*Penggalan Teks*:
SELAMAT DATANG DI DESA BANDUNGSARI

Bandungsari-Ku (Desa Kami - Nu Kami - Jeung Kami)

Bandungsari merupakan salah satu desa yang terletak di sebelah selatan Kecamatan Banjarharjo dan masuk wilayah Kabupaten Brebes. Jumlah penduduk 5550 (laki-laki 2552 dan perempuan 2998). Luas wilayah 1658 Ha) Sebagian penduduk bermata pencaharian petani, dan sebagian menjadi pekerja bangunan di Jakarta. Bandungsari kini dipimpin oleh "kuwu" Abdul Kodir.

17 August 2009

HUT RI di Bandungsari

Pagi itu aku sudah siap-siap untuk berangkat ke sekolah. Berbeda dengan biasanya, karena hari itu aku memakai seragam sekolah baru. Aku semakin sumuringah kala itu karena uang di saku juga cukup tebal, berbeda dengan hari biasanya. Aku berangkat dengan penuh semangat kala itu, sambil tak lupa aku bawa tongkat bendera yang sudah yang sudah rapuh warisan dari mbah ku dulu.

Ya...hari itu tanggal 17 Agustus, peristiwa yang cukup dinantikan, biasanya kita berkumpul di tanah lapang di sindang raja untuk mengikuti upacaranya. Sebelum sampai ke lapang kita biasanya konvoi dulu, nunggu rombongan dari tempat lain dulu tiba.

Tentu bukan upacaranya yang berkesan kala itu, karena ga ada yang istimewa dengan upacara kala itu... terkesan kurang nasionaliskah aku?? Karena aku sendiri tidak tau apa itu nasionalisme. Yang aku tau kala itu, hri kemerdekaan itu ya harus dimeriahkan dan diramaikan...itu saja. Saat-saat yang aku nantikan jelas ketika setelah upacara bendera, dimana aku bisa jajan apapun yang aku mau, karena banyak sekali yang jualan disekitar lapangan tersebut.

*Perintah 1*: Keluarkan ulang tanpa perubahan bagian daftar di bawah yang dimulai dari awal daftar dan berakhir pada baris yang memuat "box: [38, 27, 49, 40]", dengan kedua batas tersebut ikut disertakan. Gambar tidak perlu dimasukkan ke dalam jawaban.

*Informasi*:
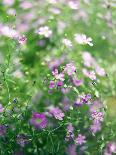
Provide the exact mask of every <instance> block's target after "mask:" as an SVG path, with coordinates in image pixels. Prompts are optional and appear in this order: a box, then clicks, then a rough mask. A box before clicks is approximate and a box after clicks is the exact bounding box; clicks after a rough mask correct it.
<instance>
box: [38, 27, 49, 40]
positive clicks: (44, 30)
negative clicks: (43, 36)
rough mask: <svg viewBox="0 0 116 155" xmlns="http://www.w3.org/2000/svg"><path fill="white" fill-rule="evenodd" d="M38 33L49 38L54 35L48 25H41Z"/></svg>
mask: <svg viewBox="0 0 116 155" xmlns="http://www.w3.org/2000/svg"><path fill="white" fill-rule="evenodd" d="M38 34H39V35H42V36H45V37H46V38H49V37H50V36H51V35H52V30H50V28H49V27H48V26H44V27H40V28H39V30H38Z"/></svg>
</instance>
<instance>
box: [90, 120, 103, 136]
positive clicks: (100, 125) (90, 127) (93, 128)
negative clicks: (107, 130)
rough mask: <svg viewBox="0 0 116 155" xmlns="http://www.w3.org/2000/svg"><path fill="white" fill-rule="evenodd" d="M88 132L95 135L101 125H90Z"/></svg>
mask: <svg viewBox="0 0 116 155" xmlns="http://www.w3.org/2000/svg"><path fill="white" fill-rule="evenodd" d="M90 130H91V131H92V133H96V132H98V131H100V130H101V123H99V122H98V123H96V122H94V124H92V125H91V127H90Z"/></svg>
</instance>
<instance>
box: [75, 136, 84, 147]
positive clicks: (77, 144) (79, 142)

*Perintah 2*: Kembalikan seluruh teks tentang Desa Bandungsari di atas tanpa perubahan sedikit pun.

*Jawaban Latihan 1*:
Provide the exact mask of every <instance> block's target after "mask:" as an SVG path, with coordinates in image pixels. Prompts are optional and appear in this order: a box, then clicks, then a rough mask. A box before clicks is approximate and a box after clicks is the exact bounding box; clicks after a rough mask correct it.
<instance>
box: [38, 27, 49, 40]

*Jawaban Latihan 2*:
SELAMAT DATANG DI DESA BANDUNGSARI

Bandungsari-Ku (Desa Kami - Nu Kami - Jeung Kami)

Bandungsari merupakan salah satu desa yang terletak di sebelah selatan Kecamatan Banjarharjo dan masuk wilayah Kabupaten Brebes. Jumlah penduduk 5550 (laki-laki 2552 dan perempuan 2998). Luas wilayah 1658 Ha) Sebagian penduduk bermata pencaharian petani, dan sebagian menjadi pekerja bangunan di Jakarta. Bandungsari kini dipimpin oleh "kuwu" Abdul Kodir.

17 August 2009

HUT RI di Bandungsari

Pagi itu aku sudah siap-siap untuk berangkat ke sekolah. Berbeda dengan biasanya, karena hari itu aku memakai seragam sekolah baru. Aku semakin sumuringah kala itu karena uang di saku juga cukup tebal, berbeda dengan hari biasanya. Aku berangkat dengan penuh semangat kala itu, sambil tak lupa aku bawa tongkat bendera yang sudah yang sudah rapuh warisan dari mbah ku dulu.

Ya...hari itu tanggal 17 Agustus, peristiwa yang cukup dinantikan, biasanya kita berkumpul di tanah lapang di sindang raja untuk mengikuti upacaranya. Sebelum sampai ke lapang kita biasanya konvoi dulu, nunggu rombongan dari tempat lain dulu tiba.

Tentu bukan upacaranya yang berkesan kala itu, karena ga ada yang istimewa dengan upacara kala itu... terkesan kurang nasionaliskah aku?? Karena aku sendiri tidak tau apa itu nasionalisme. Yang aku tau kala itu, hri kemerdekaan itu ya harus dimeriahkan dan diramaikan...itu saja. Saat-saat yang aku nantikan jelas ketika setelah upacara bendera, dimana aku bisa jajan apapun yang aku mau, karena banyak sekali yang jualan disekitar lapangan tersebut.